Reproduce the entries beneath exactly, without their images.

MATERIAL FOR THE TASK:
######
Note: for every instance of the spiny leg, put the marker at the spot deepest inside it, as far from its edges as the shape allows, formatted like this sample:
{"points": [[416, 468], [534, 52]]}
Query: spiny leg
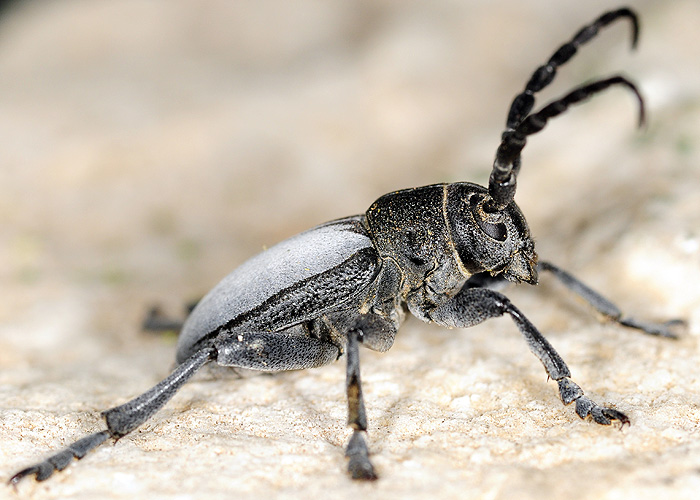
{"points": [[607, 308], [122, 419], [359, 465], [472, 306], [544, 75]]}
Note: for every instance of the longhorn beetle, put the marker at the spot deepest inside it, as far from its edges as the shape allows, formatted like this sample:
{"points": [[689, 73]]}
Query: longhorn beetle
{"points": [[438, 251]]}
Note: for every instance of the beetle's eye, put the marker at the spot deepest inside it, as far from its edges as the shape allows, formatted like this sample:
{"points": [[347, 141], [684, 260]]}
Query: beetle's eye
{"points": [[495, 230]]}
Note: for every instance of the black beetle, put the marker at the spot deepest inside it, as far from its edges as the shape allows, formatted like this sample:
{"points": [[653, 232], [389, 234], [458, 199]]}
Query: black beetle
{"points": [[437, 251]]}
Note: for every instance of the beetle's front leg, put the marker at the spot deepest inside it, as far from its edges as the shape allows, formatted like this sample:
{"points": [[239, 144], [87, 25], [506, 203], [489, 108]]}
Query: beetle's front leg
{"points": [[607, 308], [472, 306], [359, 466]]}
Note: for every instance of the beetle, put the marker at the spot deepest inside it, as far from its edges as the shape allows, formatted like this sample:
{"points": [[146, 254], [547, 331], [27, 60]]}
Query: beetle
{"points": [[439, 252]]}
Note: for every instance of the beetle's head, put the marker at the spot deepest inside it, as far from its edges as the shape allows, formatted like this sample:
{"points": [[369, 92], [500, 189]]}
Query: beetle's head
{"points": [[495, 241]]}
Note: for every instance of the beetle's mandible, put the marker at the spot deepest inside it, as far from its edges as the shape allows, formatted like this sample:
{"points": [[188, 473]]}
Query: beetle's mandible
{"points": [[438, 251]]}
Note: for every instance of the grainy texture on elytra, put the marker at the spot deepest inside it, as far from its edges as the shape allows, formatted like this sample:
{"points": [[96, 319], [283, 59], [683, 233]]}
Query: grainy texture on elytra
{"points": [[149, 148]]}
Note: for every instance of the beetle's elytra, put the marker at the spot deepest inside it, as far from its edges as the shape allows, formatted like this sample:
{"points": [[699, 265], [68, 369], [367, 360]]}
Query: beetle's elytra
{"points": [[438, 252]]}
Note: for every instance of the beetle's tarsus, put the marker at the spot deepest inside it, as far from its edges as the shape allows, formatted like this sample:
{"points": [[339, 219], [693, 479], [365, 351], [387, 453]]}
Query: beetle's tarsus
{"points": [[359, 465], [570, 392], [59, 461]]}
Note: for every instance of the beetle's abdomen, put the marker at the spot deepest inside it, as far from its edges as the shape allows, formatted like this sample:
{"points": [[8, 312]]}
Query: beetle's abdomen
{"points": [[293, 281]]}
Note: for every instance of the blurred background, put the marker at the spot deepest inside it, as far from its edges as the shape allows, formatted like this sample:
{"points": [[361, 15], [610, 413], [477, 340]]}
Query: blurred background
{"points": [[149, 147]]}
######
ANSWER TO THIS TASK:
Note: for every instance of the spiny leg, put the marker at the spot deepest inside it, as far from its edges as the shape allows, formatted like this sample:
{"points": [[416, 468], [534, 52]]}
Query: spiny leg
{"points": [[607, 308], [122, 419], [359, 465], [472, 306], [544, 75]]}
Note: for every instance of the longhorn beetle, put the marker at the spot deepest inside it, as far from its edges as the shape allows, formatted like this sample:
{"points": [[689, 73]]}
Query: longhorn beetle
{"points": [[438, 251]]}
Note: for every instance of the beetle's eye, put the marker at the spot deepest inside it, as far from its edges as the shape allows, formatted like this sample:
{"points": [[347, 141], [684, 260]]}
Query: beetle's eye
{"points": [[495, 230]]}
Note: for every instance of the black beetle, put the marker at the spot deepest inside it, as far from its edges as the shape allows, formatted like this sample:
{"points": [[653, 232], [389, 234], [458, 199]]}
Query: black beetle
{"points": [[437, 251]]}
Note: for every instance of the beetle's front leg, put the marker at the spot deepest inside it, as far from its edges as the shape allows, formatted like this sample:
{"points": [[239, 144], [87, 25], [506, 203], [489, 108]]}
Query: beetle's front leg
{"points": [[607, 308], [472, 306], [359, 466]]}
Note: for every instance of the beetle, put the marker at the spot deepest inside it, as far from its edges as the shape allows, formatted like this sample:
{"points": [[146, 254], [547, 331], [27, 60]]}
Query: beetle
{"points": [[439, 252]]}
Note: for every instance of the beetle's head, put the marker at the spot deepest inside it, as far from its edges as the shape allows, formatted like this sample:
{"points": [[369, 92], [500, 189]]}
Query: beetle's head
{"points": [[495, 241]]}
Note: for every instance of the beetle's mandible, put the marker at the spot deepest inside it, as far from its edges as the shape allows, formatted like this sample:
{"points": [[188, 473]]}
Query: beetle's mandible
{"points": [[438, 251]]}
Note: for every instance of the grainy texture on elytra, put the marker at the spot deepest inside it, as far from its edges as the shape allows, formatted like this sample:
{"points": [[96, 319], [283, 59], [683, 233]]}
Query: grainy texture on elytra
{"points": [[149, 148]]}
Note: for every instance of the beetle's elytra, put the marker at the spot deepest inside it, as far from its edges as the shape allows, formatted like this sample:
{"points": [[699, 265], [68, 369], [367, 360]]}
Query: beetle's elytra
{"points": [[438, 252]]}
Note: for every instance of the beetle's tarsus, put the marker at the spot deepest inside it, as far from its edges as the shape allows, formatted like this sample:
{"points": [[339, 219], [693, 479], [365, 351], [387, 453]]}
Query: beetle's tarsus
{"points": [[359, 465], [570, 392], [59, 461]]}
Note: for every instance of the beetle's abdomen, put the marker at the spot deepest inside it, as far from its edges as the shape allows, formatted like this sample:
{"points": [[8, 312]]}
Query: beetle's abdomen
{"points": [[293, 281]]}
Note: for every instance of the blurred background, put the marker at the spot deepest inside it, as far from its edges as the shape allows, formatted like this sample:
{"points": [[361, 15], [610, 413], [477, 340]]}
Query: blurred background
{"points": [[149, 147]]}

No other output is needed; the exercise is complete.